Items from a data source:
BEGIN
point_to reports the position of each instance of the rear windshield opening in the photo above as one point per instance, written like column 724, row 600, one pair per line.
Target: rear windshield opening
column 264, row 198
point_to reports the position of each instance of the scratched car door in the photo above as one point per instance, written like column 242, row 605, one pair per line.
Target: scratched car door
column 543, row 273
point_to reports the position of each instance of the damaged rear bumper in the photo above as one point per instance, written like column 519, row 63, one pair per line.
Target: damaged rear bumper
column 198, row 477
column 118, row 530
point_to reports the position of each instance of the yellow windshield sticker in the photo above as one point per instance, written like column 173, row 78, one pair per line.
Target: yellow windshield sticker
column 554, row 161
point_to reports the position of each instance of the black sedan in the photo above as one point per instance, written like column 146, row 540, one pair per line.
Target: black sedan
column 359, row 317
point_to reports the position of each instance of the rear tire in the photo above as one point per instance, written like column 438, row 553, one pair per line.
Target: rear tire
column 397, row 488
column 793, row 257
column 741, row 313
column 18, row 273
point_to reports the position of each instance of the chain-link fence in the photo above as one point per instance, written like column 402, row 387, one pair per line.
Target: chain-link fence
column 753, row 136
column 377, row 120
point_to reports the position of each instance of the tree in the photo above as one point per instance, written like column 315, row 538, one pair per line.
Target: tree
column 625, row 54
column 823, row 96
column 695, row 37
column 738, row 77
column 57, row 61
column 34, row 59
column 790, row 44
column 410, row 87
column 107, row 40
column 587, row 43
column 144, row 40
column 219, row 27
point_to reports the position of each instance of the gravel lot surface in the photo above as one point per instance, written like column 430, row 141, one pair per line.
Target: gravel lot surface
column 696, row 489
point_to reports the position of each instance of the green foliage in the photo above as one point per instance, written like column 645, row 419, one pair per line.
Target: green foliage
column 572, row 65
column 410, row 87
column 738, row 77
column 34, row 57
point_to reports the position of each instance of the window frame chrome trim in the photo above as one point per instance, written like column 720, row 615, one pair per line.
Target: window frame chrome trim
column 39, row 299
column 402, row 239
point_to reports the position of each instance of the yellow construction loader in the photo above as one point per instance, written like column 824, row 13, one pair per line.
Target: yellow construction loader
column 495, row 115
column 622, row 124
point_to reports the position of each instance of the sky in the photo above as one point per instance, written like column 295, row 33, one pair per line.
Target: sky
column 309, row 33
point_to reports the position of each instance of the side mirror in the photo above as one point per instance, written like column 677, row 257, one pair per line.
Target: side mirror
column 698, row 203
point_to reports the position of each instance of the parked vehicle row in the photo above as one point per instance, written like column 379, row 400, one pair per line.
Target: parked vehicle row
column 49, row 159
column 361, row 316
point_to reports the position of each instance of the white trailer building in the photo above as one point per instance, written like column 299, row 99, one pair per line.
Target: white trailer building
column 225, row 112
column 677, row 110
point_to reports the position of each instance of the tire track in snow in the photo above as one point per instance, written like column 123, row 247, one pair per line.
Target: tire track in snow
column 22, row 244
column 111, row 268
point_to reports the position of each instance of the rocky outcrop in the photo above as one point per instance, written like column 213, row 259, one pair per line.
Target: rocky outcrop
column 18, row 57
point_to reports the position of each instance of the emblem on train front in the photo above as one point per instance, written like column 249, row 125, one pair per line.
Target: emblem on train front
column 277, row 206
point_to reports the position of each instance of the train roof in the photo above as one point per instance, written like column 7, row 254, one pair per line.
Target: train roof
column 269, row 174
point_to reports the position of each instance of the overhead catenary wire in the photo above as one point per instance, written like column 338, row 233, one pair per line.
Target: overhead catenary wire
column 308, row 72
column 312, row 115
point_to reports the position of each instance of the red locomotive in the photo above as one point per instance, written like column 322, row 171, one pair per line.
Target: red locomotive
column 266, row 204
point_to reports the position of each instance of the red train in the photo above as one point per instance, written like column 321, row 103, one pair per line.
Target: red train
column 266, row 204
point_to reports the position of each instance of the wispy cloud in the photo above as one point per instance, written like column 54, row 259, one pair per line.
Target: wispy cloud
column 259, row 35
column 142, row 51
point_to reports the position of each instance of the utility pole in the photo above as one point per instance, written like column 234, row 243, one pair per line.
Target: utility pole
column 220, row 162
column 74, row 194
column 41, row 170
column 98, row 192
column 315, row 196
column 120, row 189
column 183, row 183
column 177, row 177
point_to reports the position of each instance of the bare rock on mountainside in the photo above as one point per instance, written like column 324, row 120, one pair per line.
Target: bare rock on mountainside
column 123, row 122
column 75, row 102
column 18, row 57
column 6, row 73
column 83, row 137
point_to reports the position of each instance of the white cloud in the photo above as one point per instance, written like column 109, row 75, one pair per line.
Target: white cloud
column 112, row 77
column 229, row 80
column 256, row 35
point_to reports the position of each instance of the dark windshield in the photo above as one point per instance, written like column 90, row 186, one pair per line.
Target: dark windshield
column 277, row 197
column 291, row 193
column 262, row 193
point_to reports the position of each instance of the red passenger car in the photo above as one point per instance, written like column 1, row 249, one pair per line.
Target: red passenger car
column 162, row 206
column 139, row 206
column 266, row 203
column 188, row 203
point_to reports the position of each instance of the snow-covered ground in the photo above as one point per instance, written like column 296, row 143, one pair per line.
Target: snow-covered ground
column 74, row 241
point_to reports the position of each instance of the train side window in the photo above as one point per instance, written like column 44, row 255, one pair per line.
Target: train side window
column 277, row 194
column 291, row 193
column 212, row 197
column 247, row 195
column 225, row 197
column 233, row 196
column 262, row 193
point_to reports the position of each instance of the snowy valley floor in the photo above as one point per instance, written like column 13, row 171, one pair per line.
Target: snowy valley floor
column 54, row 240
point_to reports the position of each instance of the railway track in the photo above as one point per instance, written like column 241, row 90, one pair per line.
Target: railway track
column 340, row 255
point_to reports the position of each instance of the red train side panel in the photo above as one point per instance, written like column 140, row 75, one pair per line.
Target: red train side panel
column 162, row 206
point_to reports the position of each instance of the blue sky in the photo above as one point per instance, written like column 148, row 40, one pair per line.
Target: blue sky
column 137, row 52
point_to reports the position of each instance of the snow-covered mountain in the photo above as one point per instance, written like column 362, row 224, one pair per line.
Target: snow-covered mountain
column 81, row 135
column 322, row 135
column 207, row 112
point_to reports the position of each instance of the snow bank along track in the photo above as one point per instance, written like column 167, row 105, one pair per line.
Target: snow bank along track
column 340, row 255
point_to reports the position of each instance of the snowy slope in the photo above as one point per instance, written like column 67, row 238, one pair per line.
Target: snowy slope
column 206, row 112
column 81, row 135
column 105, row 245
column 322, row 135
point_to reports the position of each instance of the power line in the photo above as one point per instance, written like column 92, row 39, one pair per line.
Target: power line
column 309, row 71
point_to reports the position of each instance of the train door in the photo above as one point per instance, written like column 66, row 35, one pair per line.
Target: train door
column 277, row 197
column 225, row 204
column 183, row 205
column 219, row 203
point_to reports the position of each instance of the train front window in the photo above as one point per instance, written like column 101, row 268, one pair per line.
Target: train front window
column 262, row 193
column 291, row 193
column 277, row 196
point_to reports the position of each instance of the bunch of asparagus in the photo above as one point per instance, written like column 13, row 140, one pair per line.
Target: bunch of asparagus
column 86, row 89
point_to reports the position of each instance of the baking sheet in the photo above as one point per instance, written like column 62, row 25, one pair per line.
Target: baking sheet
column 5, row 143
END
Problem details:
Reproduce the entire listing above, line for line, with nothing altered.

Exercise output:
point_to reports the position of each instance of the rear windshield opening in the photo above as one point per instance, written like column 724, row 600, one pair per line.
Target: rear windshield opening
column 264, row 198
point_to reports the position of each instance of the scratched car door in the photo above as one point per instance, written like column 242, row 605, one pair per line.
Target: scratched car door
column 543, row 273
point_to reports the position of each instance of the damaged rear bumper in the photo above as one point per instance, written like column 519, row 63, one pair per line.
Target: damaged rear bumper
column 198, row 477
column 118, row 530
point_to reports the position of each instance of the yellow windshield sticker in the photo above as one point per instance, written like column 173, row 78, one pair per line.
Target: yellow windshield sticker
column 554, row 161
point_to reports the position of each instance of the black sedan in the photo above as one point per instance, written like column 146, row 540, one pair per line.
Target: black sedan
column 359, row 317
point_to reports the position of each instance of the rear tire in the photo above as one point per instance, written like column 438, row 553, one pair per line.
Target: rear tire
column 397, row 488
column 793, row 257
column 741, row 313
column 18, row 273
point_to reports the position of each instance of the chain-link fence in the photo above as one point per instance, written like column 402, row 387, one pair per line.
Target: chain-link fence
column 753, row 136
column 377, row 120
point_to reports the position of each instance of the tree in the photo above as one point per instance, written like column 315, row 538, one pair per line.
Target: tree
column 625, row 54
column 823, row 96
column 695, row 37
column 738, row 77
column 57, row 61
column 34, row 59
column 790, row 44
column 410, row 87
column 107, row 40
column 587, row 43
column 144, row 40
column 219, row 27
point_to reports the position of each instance of the gravel lot surface in the photo above as one point per instance, written like column 430, row 141, one pair per line.
Target: gravel lot surface
column 696, row 489
point_to reports the position of each instance of the green foliage in the photo above as one point per instance, written like column 645, row 419, one pair per line.
Target: green foliage
column 572, row 65
column 410, row 87
column 738, row 77
column 34, row 57
point_to reports the position of each instance of the window frame chrome trim in the photo above as one point per instance, written like column 720, row 615, one pair per line.
Target: window frame chrome trim
column 39, row 299
column 402, row 239
point_to reports the position of each instance of the yellow construction loader in the photo above as one point per instance, written like column 824, row 13, one pair per line.
Target: yellow construction loader
column 495, row 115
column 622, row 124
point_to reports the position of each instance of the sky in the photo above as one point per instance, written like column 295, row 33, one pair per line.
Target: sky
column 309, row 33
point_to reports the position of each instance of the side mirror in the photo above as one point per instance, written like column 677, row 257, one pair per line.
Target: side mirror
column 698, row 203
point_to reports the position of each instance of the parked vehicle row in the photo above as one point per instance, written like column 379, row 400, one pair per line.
Target: parked vehicle row
column 49, row 159
column 361, row 316
point_to reports the position of each instance of the white trailer building in the photo above as one point per instance, written like column 299, row 99, one pair per line.
Target: white trailer building
column 225, row 112
column 677, row 110
point_to reports the position of each instance of the tire track in snow in the photo above as one point per instance, written like column 123, row 247, one pair per line.
Target: tire track in snow
column 22, row 244
column 111, row 268
point_to reports the position of each instance of the rocky outcrop in the photo above as one point per instance, written like column 213, row 259, one pair per line.
Target: rocky outcrop
column 18, row 57
point_to reports the position of each instance of the emblem on train front in the photo above as one point per instance, written like column 249, row 125, one pair per line.
Target: emblem on train front
column 277, row 206
point_to reports the position of each instance of the train roof in the photo above as one point per instance, written like column 7, row 254, one pair per line.
Target: train roof
column 269, row 174
point_to reports the position of each instance of the overhead catenary wire in the photo above as one point per instance, written like column 338, row 233, one pair per line.
Target: overhead catenary wire
column 308, row 72
column 312, row 115
point_to reports the position of each instance of the red locomotive in the photo above as one point per instance, written like column 322, row 171, one pair per line.
Target: red locomotive
column 266, row 204
point_to reports the position of each instance of the red train in the photo above as one point per instance, written like column 321, row 103, one pair per line.
Target: red train
column 266, row 204
point_to reports the position of each instance of the wispy cloud in the photo above as one point per instance, written like column 54, row 259, one pair per line.
Target: wispy cloud
column 259, row 35
column 142, row 51
point_to reports the position of each instance of the utility pole in the photo above as one point per instance, written like column 234, row 243, one pair per line.
Target: utility pole
column 220, row 162
column 74, row 194
column 41, row 170
column 98, row 192
column 315, row 196
column 120, row 189
column 183, row 183
column 177, row 177
point_to reports the position of each instance of the bare rock on mountainside in the photo above as one point per instance, written like column 324, row 120, one pair per line.
Target: bare rock on mountainside
column 123, row 122
column 75, row 102
column 18, row 57
column 6, row 73
column 83, row 137
point_to reports the position of each instance of the white cloud in the photo above as one point per instance, written like column 109, row 75, one pair per line.
Target: white cloud
column 112, row 77
column 229, row 80
column 256, row 35
point_to reports the position of each instance of the dark windshield in the photo above as one point per instance, written like column 90, row 186, one pair per line.
Target: dark windshield
column 277, row 197
column 291, row 193
column 262, row 193
point_to reports the position of each instance of the red passenger car in the photo above as one point per instance, written like column 1, row 249, one pair per line.
Target: red passenger car
column 162, row 206
column 139, row 206
column 266, row 203
column 188, row 203
point_to reports the position of each instance of the snow-covered ground in the photo above as one point per instance, written like column 296, row 143, one pair per line.
Target: snow-covered ground
column 74, row 241
point_to reports the position of each instance of the train side window in the photo above as one point per instance, written like column 44, row 255, one pair per line.
Target: train side window
column 277, row 194
column 291, row 193
column 212, row 197
column 247, row 195
column 225, row 197
column 233, row 196
column 262, row 193
point_to reports the position of each instance of the snowy valley floor in the photo above as one point per instance, written like column 13, row 171, one pair per line.
Target: snowy valley floor
column 54, row 240
point_to reports the position of each instance of the railway track in the photo above as one point per instance, written like column 241, row 90, one pair per line.
Target: railway track
column 340, row 255
point_to reports the position of each instance of the red train side panel in the photo above as one point per instance, written like column 140, row 75, one pair per line.
Target: red train side panel
column 162, row 206
point_to reports the position of each instance of the blue sky in the photo above as one point per instance, written like column 148, row 40, one pair per line.
Target: blue sky
column 137, row 52
point_to reports the position of each instance of the snow-covered mountain in the photo above as one point per instance, written like column 362, row 224, one pair per line.
Target: snow-covered mountain
column 81, row 135
column 322, row 135
column 207, row 112
point_to reports the position of each instance of the snow bank along track in the photo above as one point per instance, written like column 167, row 105, one pair per line.
Target: snow bank along track
column 340, row 255
point_to reports the position of each instance of the snowy slope in the photo above as one point per instance, written like column 67, row 238, one pair per line.
Target: snowy slope
column 206, row 112
column 81, row 135
column 105, row 245
column 322, row 135
point_to reports the position of each instance of the power line in the photo above as one point per instance, written like column 92, row 39, one pair per line.
Target: power line
column 309, row 71
point_to reports the position of each instance of the train door in the photo above as one point per instance, written like column 66, row 35, one pair per line.
Target: train door
column 277, row 197
column 225, row 204
column 183, row 205
column 219, row 203
point_to reports the position of each instance of the train front window in the photo above as one point per instance, written like column 101, row 268, one pair per line.
Target: train front window
column 262, row 193
column 291, row 193
column 277, row 196
point_to reports the position of each instance of the bunch of asparagus in the photo above as one point per instance, written like column 13, row 140, one pair per line.
Target: bunch of asparagus
column 86, row 89
point_to reports the position of each instance of the baking sheet in the photo above as one point per instance, written like column 62, row 25, one pair per line.
Target: baking sheet
column 5, row 143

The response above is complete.